The phase II “BELOB” clinical trial investigated the role of lomustine alone and combined with bevacizumab versus monotherapy bevacizumab for recurrent glioblastoma. This study enrolled 153 patients with recurrent glioblastoma who were randomized to receive either lomustine 110 mg/m² every 6 weeks, lomustine at either 90 or 110 mg/m² along with bevacizumab 10 mg/kg given every 2 weeks, or bevacizumab alone. The investigators found that the nine-month overall survival was 43% in the lomustine arm, 38% in the bevacizumab arm, and 63% in the bevacizumab and lomustine (combined 90 and 110 mg/m²) arm and progression-free survival at 6 months was 13% for lomustine, 16% for bevacizumab, and 42% for combined bevacizumab and lomustine. Although these results appear to be an improvement over the results of bevacizumab and irinotecan studied in the BRAIN trial [8], a more definitive answer awaits the conclusions of the EORTC 26101 phase III clinical trial which has recently completed enrollment of patients with progressive glioblastoma to either lomustine 90 mg/m² every six weeks along with bevacizumab 10 mg/kg every two weeks versus monotherapy lomustine 110 mg/m² every six weeks.

== EXTRACTED ENTRIES ==
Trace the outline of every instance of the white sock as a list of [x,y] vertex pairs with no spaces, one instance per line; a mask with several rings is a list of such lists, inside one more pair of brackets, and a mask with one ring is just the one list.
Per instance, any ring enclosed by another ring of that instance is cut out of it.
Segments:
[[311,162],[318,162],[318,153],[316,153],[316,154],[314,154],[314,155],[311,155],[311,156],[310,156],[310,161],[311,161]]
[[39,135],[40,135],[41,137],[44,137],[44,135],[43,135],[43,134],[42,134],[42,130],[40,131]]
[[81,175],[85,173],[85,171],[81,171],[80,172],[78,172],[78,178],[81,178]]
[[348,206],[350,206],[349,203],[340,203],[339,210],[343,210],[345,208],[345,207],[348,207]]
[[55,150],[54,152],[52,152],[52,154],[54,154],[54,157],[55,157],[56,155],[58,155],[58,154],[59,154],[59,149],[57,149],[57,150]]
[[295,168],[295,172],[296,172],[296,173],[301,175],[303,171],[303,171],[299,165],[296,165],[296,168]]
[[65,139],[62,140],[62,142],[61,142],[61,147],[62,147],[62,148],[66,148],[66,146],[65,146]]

== ASSIGNMENT 1 ==
Answer these questions using the passage on the BELOB trial.
(a) How many patients with recurrent glioblastoma did the study enroll?
(b) What was the six-month progression-free survival in the bevacizumab-alone arm?
(c) Which phase III trial does the passage say has recently completed enrollment?
== ASSIGNMENT 2 ==
Summarize the passage on the BELOB trial in two sentences.
== ASSIGNMENT 3 ==
Continue the passage on the BELOB trial from its final sentence.

== OUTPUT 1 ==
(a) 153 patients.
(b) 16%.
(c) The EORTC 26101 phase III clinical trial.

== OUTPUT 2 ==
The phase II BELOB trial randomized 153 patients with recurrent glioblastoma to lomustine alone, bevacizumab alone, or the two combined. The combination gave higher nine-month overall survival (63%) and six-month progression-free survival (42%) than either drug alone, but a more definitive answer awaits the EORTC 26101 phase III trial.

== OUTPUT 3 ==
The first clinical trial to prospectively evaluate nitrosoureas and temozolomide head to head for recurrent glioblastoma (and a small subset of anaplastic gliomas—26% of enrollees) was undertaken by Brada et al. [9]. In this study, 447 chemotherapy-naïve patients at first relapse following radiotherapy were randomized to receive either 6 cycles of PCV every six weeks or temozolomide at 150–200 mg/m²/day on a 5 of 28-day schedule or 100 mg/m²/day on a 21 of 28-day schedule. After a median follow-up time of 10.4 months for the PCV and 14 months for the temozolomide arm, there was no survival benefit seen when comparing PCV to the combined arms of temozolomide (6.7 months for PCV and 7.2 months for combined temozolomide, HR 0.91; 95% CI 0.74–1.11, p = 0.36); however, the 5 of 28-day schedule of temozolomide did modestly improve survival compared to PCV (5 months for temozolomide and 3.6 months for PCV; HR 0.8; 95% CI, 0.63–1.03, p = 0.038). The conclusion of this trial was that PCV and temozolomide on a 5 of 28-day schedule were similar in efficacy but given an observed improvement in quality of life and ease of administration, temozolomide should be favored over PCV.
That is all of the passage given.